→ SET TASK:
Format all of the material below as a JSON array of strings, one string per line, omitting blank lines and leaving out the pictures.

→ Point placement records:
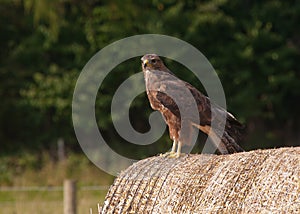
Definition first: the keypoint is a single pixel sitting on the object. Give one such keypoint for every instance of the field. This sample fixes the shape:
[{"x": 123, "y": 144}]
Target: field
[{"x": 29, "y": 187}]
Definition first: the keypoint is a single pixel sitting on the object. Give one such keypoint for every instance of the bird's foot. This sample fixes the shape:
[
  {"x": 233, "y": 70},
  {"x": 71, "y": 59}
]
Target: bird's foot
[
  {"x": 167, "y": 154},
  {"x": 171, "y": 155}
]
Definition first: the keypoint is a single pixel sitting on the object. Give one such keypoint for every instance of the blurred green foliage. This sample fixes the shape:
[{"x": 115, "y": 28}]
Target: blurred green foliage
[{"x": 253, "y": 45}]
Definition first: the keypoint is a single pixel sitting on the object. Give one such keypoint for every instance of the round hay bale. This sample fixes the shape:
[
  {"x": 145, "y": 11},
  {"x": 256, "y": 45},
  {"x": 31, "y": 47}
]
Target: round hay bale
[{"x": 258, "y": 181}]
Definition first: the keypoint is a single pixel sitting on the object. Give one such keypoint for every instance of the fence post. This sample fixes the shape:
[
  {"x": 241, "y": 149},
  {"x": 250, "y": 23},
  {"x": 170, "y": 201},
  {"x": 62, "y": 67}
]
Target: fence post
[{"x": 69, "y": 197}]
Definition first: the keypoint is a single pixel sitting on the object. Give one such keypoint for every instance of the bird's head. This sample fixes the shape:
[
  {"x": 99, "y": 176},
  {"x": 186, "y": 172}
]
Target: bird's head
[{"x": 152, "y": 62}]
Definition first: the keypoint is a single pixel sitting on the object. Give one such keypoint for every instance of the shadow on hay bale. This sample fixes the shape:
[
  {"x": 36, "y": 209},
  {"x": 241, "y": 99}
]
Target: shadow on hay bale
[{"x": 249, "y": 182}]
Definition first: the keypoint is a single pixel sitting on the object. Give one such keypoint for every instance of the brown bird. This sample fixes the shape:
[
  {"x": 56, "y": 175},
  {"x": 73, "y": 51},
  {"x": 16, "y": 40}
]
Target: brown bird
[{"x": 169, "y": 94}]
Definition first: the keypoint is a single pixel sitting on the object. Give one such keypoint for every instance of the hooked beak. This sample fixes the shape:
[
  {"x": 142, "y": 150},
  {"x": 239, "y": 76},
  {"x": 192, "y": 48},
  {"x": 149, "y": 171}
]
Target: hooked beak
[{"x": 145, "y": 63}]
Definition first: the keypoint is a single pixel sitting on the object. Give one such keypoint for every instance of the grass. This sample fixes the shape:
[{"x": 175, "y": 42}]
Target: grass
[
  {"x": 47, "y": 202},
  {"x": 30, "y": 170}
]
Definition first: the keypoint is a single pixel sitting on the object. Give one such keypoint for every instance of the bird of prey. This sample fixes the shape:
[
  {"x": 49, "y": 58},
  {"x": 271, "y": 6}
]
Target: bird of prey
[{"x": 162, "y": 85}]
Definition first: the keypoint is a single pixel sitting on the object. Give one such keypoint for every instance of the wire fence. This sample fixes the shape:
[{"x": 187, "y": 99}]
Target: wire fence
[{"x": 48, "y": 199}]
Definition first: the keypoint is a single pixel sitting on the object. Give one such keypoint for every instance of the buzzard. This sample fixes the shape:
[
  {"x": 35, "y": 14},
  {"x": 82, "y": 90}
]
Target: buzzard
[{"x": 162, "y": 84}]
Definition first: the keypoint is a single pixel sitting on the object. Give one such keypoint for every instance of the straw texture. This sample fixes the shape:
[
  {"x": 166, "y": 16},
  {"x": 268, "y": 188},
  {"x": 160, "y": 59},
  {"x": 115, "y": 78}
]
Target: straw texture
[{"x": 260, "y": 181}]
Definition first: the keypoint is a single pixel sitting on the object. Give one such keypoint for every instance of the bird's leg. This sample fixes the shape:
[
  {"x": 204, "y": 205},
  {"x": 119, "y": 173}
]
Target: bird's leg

→ ANSWER BELOW:
[
  "Definition first: the keypoint is a single pixel sitting on the object. Give one such keypoint for every instance of the field. This sample fixes the shape:",
  "[{\"x\": 123, \"y\": 144}]",
  "Target: field",
  "[{\"x\": 29, \"y\": 187}]",
  "Definition first: the keypoint is a single pixel sitting on the object. Give one such keypoint for every instance of the bird's foot. This sample fixes the shape:",
  "[",
  "  {\"x\": 233, \"y\": 70},",
  "  {\"x\": 71, \"y\": 59}",
  "]",
  "Target: bird's foot",
  "[",
  "  {\"x\": 167, \"y\": 154},",
  "  {\"x\": 171, \"y\": 155}",
  "]",
  "Definition first: the keypoint is a single pixel sitting on the object. Give one such keypoint for every instance of the blurred green foliage. This sample fixes the shape:",
  "[{\"x\": 115, \"y\": 28}]",
  "Target: blurred green foliage",
  "[{\"x\": 253, \"y\": 45}]",
  "Definition first: the keypoint is a single pixel sitting on the object. Give one such keypoint for every instance of the round hay bale. This sample fixes the shape:",
  "[",
  "  {\"x\": 145, \"y\": 11},",
  "  {\"x\": 256, \"y\": 45},",
  "  {\"x\": 31, \"y\": 47}",
  "]",
  "Target: round hay bale",
  "[{\"x\": 258, \"y\": 181}]",
  "Definition first: the keypoint is a single pixel sitting on the object. Give one such keypoint for every instance of the fence post. This sample fixes the shape:",
  "[",
  "  {\"x\": 241, \"y\": 149},",
  "  {\"x\": 250, \"y\": 23},",
  "  {\"x\": 170, \"y\": 201},",
  "  {\"x\": 62, \"y\": 67}",
  "]",
  "Target: fence post",
  "[{\"x\": 69, \"y\": 197}]",
  "Definition first: the keypoint is a single pixel sitting on the object. Give one such keypoint for every instance of the bird's head. This sample fixes the shape:",
  "[",
  "  {\"x\": 99, \"y\": 176},",
  "  {\"x\": 186, \"y\": 172}",
  "]",
  "Target: bird's head",
  "[{\"x\": 152, \"y\": 62}]",
  "Definition first: the keypoint is a single pixel sitting on the object. Give one such keypoint for every instance of the shadow on hay bale. This sample fixes the shape:",
  "[",
  "  {\"x\": 36, \"y\": 209},",
  "  {\"x\": 241, \"y\": 99}",
  "]",
  "Target: shadow on hay bale",
  "[{\"x\": 249, \"y\": 182}]",
  "Definition first: the keypoint is a single pixel sitting on the object. Give one such keypoint for every instance of the brown bird. This sample fixes the shape:",
  "[",
  "  {\"x\": 56, \"y\": 175},",
  "  {\"x\": 73, \"y\": 51},",
  "  {\"x\": 16, \"y\": 40}",
  "]",
  "Target: brown bird",
  "[{\"x\": 169, \"y\": 94}]",
  "Definition first: the keypoint is a single pixel sitting on the object. Give one such keypoint for every instance of the hooked beak. This sample fixes the shape:",
  "[",
  "  {\"x\": 142, \"y\": 150},",
  "  {\"x\": 239, \"y\": 76},",
  "  {\"x\": 192, \"y\": 48},",
  "  {\"x\": 149, \"y\": 171}",
  "]",
  "Target: hooked beak",
  "[{\"x\": 145, \"y\": 63}]",
  "Definition first: the keypoint is a single pixel sitting on the object. Give one such keypoint for every instance of the grass. This sample fixes the shape:",
  "[{\"x\": 175, \"y\": 42}]",
  "Target: grass",
  "[",
  "  {\"x\": 47, \"y\": 202},",
  "  {\"x\": 30, \"y\": 170}",
  "]",
  "Definition first: the keypoint is a single pixel sitting on the object. Give one such keypoint for every instance of the bird of prey. This sample fixes the shape:",
  "[",
  "  {\"x\": 49, \"y\": 58},",
  "  {\"x\": 271, \"y\": 6}",
  "]",
  "Target: bird of prey",
  "[{\"x\": 162, \"y\": 85}]",
  "Definition first: the keypoint is a single pixel sitting on the object. Give one such keypoint for every instance of the wire fence. This sample fixes the shape:",
  "[{\"x\": 187, \"y\": 99}]",
  "Target: wire fence",
  "[{\"x\": 48, \"y\": 199}]",
  "Definition first: the keypoint is a single pixel sitting on the object. Give one such keypoint for every instance of the buzzard. This sample fixes the shape:",
  "[",
  "  {\"x\": 35, \"y\": 14},",
  "  {\"x\": 82, \"y\": 90}",
  "]",
  "Target: buzzard",
  "[{\"x\": 162, \"y\": 84}]",
  "Definition first: the keypoint is a single pixel sitting on the object. Give one such keypoint for every instance of the straw texture. This sample fixes the shape:",
  "[",
  "  {\"x\": 166, \"y\": 16},",
  "  {\"x\": 268, \"y\": 188},",
  "  {\"x\": 160, \"y\": 59},",
  "  {\"x\": 115, \"y\": 78}",
  "]",
  "Target: straw texture",
  "[{\"x\": 260, \"y\": 181}]",
  "Definition first: the keypoint is a single pixel sitting on the object. Give one such keypoint for every instance of the bird's leg. This sample fixes the shape:",
  "[",
  "  {\"x\": 204, \"y\": 205},",
  "  {\"x\": 119, \"y\": 173}",
  "]",
  "Target: bird's leg"
]